··· Extrait de page

Par le passé, un cordon symbolique érigé au milieu du tapis rouge séparait les stars des ploucs du cinquième balcon comme moi. Mais le cordon était mou et facilement contournable, avec un peu de ruse. Les choses ont malheureusement bien changé au pays d'Oscar, qui ressemble de plus en plus à un État policier. Un couloir délimité par un mur remplace désormais le cordon mou. Impossible de le franchir. Impossible de faire quoi que ce soit sinon d'avancer avec le troupeau.

Quant aux stars, elles sont désormais inaccessibles au commun des mortels et enfermées dans un couloir en forme de cage gardée farouchement par une haie de gorilles qui n'entendent pas à rire.

Cernée de partout et incapable de sauter le mur ni de déjouer le cordon, je n'ai pas pu dire à Nicole Kidman, moulée dans sa robe de satin Dior et dépassant son mari de trois têtes, que je la trouvais aussi bonne que belle. Pas plus que je n'ai pu complimenter Michelle Williams sur sa robe Chanel incrustée de perles, ni lui souhaiter bonne chance pour sa nomination. Je n'ai même pas pu m'approcher de Denis Villeneuve, qui était en train de serrer la main de Steven Spielberg et de faire des provisions d'enthousiasme pour plus tard.

Lorsque j'ai fini par le retrouver à l'intérieur, au bras de Macha, belle comme un coeur dans sa robe Gucci taupe et chic, il n'en revenait toujours pas d'avoir eu une rencontre du troisième type avec le père d'E.T. «Mes vedettes à moi, ce sont des réalisateurs comme Coppola et Spielberg», m'a-t-il glissé avec un sourire aussi radieux que s'il venait de remporter un Oscar.

Histoires de parenté

Quelques minutes avant, épuisée par ma longue marche avec le troupeau, je me suis assise sur un banc à côté d'un monsieur d'un certain âge. Êtes-vous en nomination? lui ai-je demandé, par pure politesse. «Pas moi, mon fils», m'a-t-il répondu. Son fils n'était nul autre que Darren Aronofsky, réalisateur de Black Swan. «Je ne pense pas qu'il va gagner», m'a lancé ce prof de science d'un air sombre avant d'ajouter: «Pourtant, Dieu sait s'il le mérite.»

J'ai quitté le papa de Darren sans me douter qu'il appartenait au deuxième grand thème de la soirée: la parenté. La grand-mère de James Franco, la mère d'Anne Hathaway, celle du réalisateur de The King's Speech, Tom Hooper. David Seidler, scénariste de 73 ans, a d'entrée de jeu salué son défunt père en acceptant l'Oscar du meilleur scénario original. Il n'y en avait que pour la famille dimanche soir. Les Oscars nous ont habitués à des formules protocolaires à l'égard de la tendre épouse et des enfants restés à la maison, mais jamais à d'aussi nombreuses déclarations d'amour à papa et maman. J'ai l'impression que ce n'est pas parce que la famille est revenue à la mode, mais bien parce qu'elle a foutu le camp complètement, qu'on a tenu à lui rendre à ce point hommage.

······

● **Liste des tâches**
1 > Recopiez à l'identique le passage du récit de la soirée des Oscars qui s'ouvre sur les mots contenant "Cernée de partout" et se clôt sur "pour plus tard.".
2 > Rédigez la suite du récit de la soirée des Oscars à partir de sa dernière phrase.

··· Lignes extraites

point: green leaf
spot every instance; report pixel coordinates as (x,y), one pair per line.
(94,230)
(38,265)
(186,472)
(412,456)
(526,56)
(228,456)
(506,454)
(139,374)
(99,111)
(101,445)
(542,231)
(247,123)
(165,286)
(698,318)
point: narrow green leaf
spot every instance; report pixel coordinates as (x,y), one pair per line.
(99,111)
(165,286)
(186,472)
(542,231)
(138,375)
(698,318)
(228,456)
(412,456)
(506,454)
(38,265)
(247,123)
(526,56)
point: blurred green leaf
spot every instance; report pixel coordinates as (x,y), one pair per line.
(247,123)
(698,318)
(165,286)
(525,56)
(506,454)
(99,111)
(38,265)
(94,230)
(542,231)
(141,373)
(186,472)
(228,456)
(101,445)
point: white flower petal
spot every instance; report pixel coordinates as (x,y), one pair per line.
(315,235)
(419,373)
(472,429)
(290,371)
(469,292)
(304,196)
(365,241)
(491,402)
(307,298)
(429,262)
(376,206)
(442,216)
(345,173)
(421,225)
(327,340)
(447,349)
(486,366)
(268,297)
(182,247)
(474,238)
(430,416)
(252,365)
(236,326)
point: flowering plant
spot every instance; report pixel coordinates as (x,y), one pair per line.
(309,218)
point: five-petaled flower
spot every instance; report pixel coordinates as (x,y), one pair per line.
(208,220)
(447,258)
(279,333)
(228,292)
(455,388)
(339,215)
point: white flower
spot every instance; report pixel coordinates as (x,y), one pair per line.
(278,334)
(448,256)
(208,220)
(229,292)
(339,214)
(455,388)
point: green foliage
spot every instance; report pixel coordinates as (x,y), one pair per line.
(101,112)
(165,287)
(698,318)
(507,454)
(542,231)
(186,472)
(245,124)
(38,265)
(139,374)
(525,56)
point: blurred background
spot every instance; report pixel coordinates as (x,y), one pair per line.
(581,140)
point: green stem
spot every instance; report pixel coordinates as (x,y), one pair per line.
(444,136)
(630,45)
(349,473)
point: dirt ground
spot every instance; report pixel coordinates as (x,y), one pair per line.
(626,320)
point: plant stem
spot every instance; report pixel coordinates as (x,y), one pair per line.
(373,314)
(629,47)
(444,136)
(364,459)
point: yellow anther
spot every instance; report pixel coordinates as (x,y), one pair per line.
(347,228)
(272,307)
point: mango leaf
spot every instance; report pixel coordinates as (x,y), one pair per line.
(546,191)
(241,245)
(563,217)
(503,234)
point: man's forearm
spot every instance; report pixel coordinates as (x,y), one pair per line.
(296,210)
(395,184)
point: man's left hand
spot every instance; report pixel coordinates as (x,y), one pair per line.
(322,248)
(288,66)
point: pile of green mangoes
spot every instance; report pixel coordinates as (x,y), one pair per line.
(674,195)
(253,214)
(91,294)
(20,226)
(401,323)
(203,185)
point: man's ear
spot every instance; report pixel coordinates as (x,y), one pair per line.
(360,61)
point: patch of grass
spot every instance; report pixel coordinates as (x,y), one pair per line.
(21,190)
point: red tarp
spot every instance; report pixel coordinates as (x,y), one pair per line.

······

● **Résultats des tâches**
1 >
Cernée de partout et incapable de sauter le mur ni de déjouer le cordon, je n'ai pas pu dire à Nicole Kidman, moulée dans sa robe de satin Dior et dépassant son mari de trois têtes, que je la trouvais aussi bonne que belle. Pas plus que je n'ai pu complimenter Michelle Williams sur sa robe Chanel incrustée de perles, ni lui souhaiter bonne chance pour sa nomination. Je n'ai même pas pu m'approcher de Denis Villeneuve, qui était en train de serrer la main de Steven Spielberg et de faire des provisions d'enthousiasme pour plus tard.

2 >
Au coin des fumeurs

Le dernier grand thème des Oscars cette année, c'était le renouveau incarné par les deux jeunes animateurs, James Franco et Anne Hathaway. Cette année, nous avait-on promis, le show de télé, traditionnellement soporifique, serait cool, branché, jeune et un peu champ gauche. Pendant les cinq premières minutes du numéro d'ouverture, assez hilarant, j'ai cru qu'on y était et que l'autodérision irrésistible d'Anne Hathaway allait l'emporter sur le ronron habituel.

Mais dès le premier extrait de vieux film et le premier (vieux) discours d'acceptation, j'ai compris que la soirée serait aussi longue que toutes les autres. Aussi ai-je rapidement quitté mon siège au cinquième balcon, rebaptisé le Penthouse par mon voisin, pour aller voir si c'était aussi plate à la télé que dans la vraie vie. Depuis plusieurs années déjà, le coin des fumeurs, dehors sur la terrasse du troisième, est le coin le plus intéressant, celui où les perdants viennent cuver leur déception et les gagnants, décompresser.

Quand je suis arrivée, Melissa Leo, nommée meilleure actrice de soutien pour son rôle dans The Fighter et seule lauréate à avoir échappé un «fuck» pendant son discours d'acceptation, était au pays de l'euphorie avancée. Un verre de champagne dans une main, son Oscar dans l'autre, riant à gorge déployée et parlant très fort, c'était la femme la plus heureuse du monde.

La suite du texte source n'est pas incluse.